Work order 1:
Please answer these questions from the Charlie Adlard profile below.
(a) How many total appearances does the profile give for Adlard?
(b) Which real-life person is Judge Logan based on?
(c) To which artist was Adlard's early painted style somewhat indebted?
Work order 2:
Carry on the Charlie Adlard profile below from its last sentence.
[Supplied passage — start]
Friday, March 3, 2017

No. 97 Charlie Adlard



First Prog: 950
Latest Prog: 1535

First Meg: 1.18
Latest Meg: 2.36 (aka 56)

Total appearances: 92
-not including that one Daily Star Dredd he did, or his issues of Lawman of the Future

Adlard's first zombie?
Context by John Wagner


Art credits:
Armitage
Judge Hershey
Rogue Trooper (Friday era)
Nikolai Dante
Judge Dredd
Savage
a episode of Pulp Sci-Fi

Notable character creations:
Bill Savage was hardly new, but Adlard did get to reinvent him for a new age.
Judge Logan was a new character introduced by Adlard, but not exactly a ‘creation’ as he’s based on the late Stewart Perkins, a real-life person (and 2000AD fan) who truly earned his way into the fictional world of Mega City One.

Meet Judge Logan
Words by John Wagner



Notable characteristics:
As with many an artist who started in the early 90s, Adlard jumped through a few styles before settling into a groove. So there was Adlard the painter, somewhat indebted to Sean Phillips,

You can see Adlard's eyes already in this early effort
Words by Alan Grant


then black-and-white Adlard, almost deliberately keeping it simple to react against the painted stuff,

Suddenly it looks like modern day Adlard
Words by Dave Stone

 before we get to Adlard the supremely confident cartoonist.

Ah, who doesn't love a good 'train + tunnel as sex' visual
Words by Robbie Morrison

For me the most notable thing about Adlard’s work is that he’s just so accessible and easy-to-read. There’s a reason that the Walking Dead became a huge hit under his pen, and it’s a lot to do with the fact that people who don’t normally read comics can slip into his style without having to muddle through the trick of learning how to actually read comics.
[Supplied passage — finish]
[Information shown — start]
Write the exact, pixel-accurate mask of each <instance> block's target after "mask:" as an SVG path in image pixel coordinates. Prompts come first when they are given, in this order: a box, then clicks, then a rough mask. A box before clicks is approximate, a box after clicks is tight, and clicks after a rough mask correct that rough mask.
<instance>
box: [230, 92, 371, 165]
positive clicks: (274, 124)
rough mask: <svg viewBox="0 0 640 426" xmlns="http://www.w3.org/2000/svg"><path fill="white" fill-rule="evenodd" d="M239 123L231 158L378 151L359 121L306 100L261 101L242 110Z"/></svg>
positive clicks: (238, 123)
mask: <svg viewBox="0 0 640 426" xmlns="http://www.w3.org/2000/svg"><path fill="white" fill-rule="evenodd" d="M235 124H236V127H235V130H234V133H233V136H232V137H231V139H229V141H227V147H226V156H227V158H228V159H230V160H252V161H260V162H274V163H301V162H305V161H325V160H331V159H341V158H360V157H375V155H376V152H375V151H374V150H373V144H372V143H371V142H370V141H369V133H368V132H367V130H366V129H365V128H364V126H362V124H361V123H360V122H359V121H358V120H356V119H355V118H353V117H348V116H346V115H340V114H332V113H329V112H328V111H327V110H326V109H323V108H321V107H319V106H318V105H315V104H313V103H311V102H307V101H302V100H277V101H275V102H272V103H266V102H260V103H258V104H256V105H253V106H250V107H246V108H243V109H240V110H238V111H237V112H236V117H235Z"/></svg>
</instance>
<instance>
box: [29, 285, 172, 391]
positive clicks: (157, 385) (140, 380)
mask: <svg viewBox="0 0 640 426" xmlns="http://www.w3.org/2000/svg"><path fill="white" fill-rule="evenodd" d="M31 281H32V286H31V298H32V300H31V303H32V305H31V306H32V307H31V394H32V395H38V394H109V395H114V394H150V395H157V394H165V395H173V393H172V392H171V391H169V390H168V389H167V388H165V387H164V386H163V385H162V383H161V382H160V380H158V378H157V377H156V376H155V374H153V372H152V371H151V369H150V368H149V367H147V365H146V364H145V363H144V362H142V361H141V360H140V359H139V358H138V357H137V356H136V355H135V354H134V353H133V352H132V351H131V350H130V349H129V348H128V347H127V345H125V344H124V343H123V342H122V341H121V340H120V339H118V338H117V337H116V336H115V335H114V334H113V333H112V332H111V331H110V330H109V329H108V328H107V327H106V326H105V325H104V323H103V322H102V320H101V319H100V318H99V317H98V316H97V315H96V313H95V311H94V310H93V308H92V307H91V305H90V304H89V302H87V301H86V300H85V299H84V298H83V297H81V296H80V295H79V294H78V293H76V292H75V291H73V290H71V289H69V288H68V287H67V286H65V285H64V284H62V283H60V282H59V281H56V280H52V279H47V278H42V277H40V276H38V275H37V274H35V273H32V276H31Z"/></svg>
[Information shown — finish]
Final answer 1:
(a) 92
(b) The late Stewart Perkins, a real-life person and 2000AD fan
(c) Sean Phillips

Final answer 2:
Other more specific characteristics include: big eyes, but never Manga eyes; a surface sheen to pretty much everything, from skin to clothes to just the air around the characters. He also has a real knock for knowing when to draw full figures, when to draw half-figures, and when to go for the close-up.


On Charlie:
I’m in danger of repeating myself here, not because Adlard is really like any other 2000AD artist in his style, but because he’s another of the new wave that emerged a) in the early 90s and b) on David Bishop’s Megazine. Another talent who perhaps was not at his best from day one, but was well nurtured and given enough chances to get properly good.

And let’s be clear, like many of his contemporaries, he can be forgiven for his earliest efforts because he was basically forced into doing the painted art thing, and, more specifically on his first series, trying to do it like master craftsman Sean Phillips.

I won't say it's my favourite cover, but it sure does jump out o fthe page at you
BIG EYES!


The colours and textures match Sean Phillips's previous series remarkably well.
But the faces are all Adlard
Words by Dave Stone


What strikes me most about these early pages from Armitage are the expressions, which stand out as Adlard’s own voice. Following the template from Phillips and of course writer Dave Stone, Steel is angry and Armitage is bitter. But where Phillips displays this as much through fashion and posture, Adlard kind of brings the emotion to the fore and puts it in their eyes and faces.

Adlard experiments with angles and close-ups
Words by Dave Stone


Huh?
Don’t ask me what the goblins are doing, though. Armitage went off the rails as a story weirdly quickly, although it got itself back on track in the long run. A story for another post down the line…
Again in keeping with early 90s trends, where once an artist was asked to paint, suddenly they were asked / chose to work in the exact opposite style...

Could be a page right out of Walking Dead, no?
Words by Dave Stone



I, for one, much preferred the look in this ‘Flashback’ sequence from Armitage (a meta-text reason for Adlard to use the black and white style, although I’d be curious to know if this was an editorial suggestion in the first place).

It’s clear from this work that Adlard was a pretty great draw-er. And, compared to his earlier painted work, the tone and atmosphere really come through. There’s a bleak grandeur to his image of Birmingham as post-nuclear wasteland that makes it easy to imagine yourself there.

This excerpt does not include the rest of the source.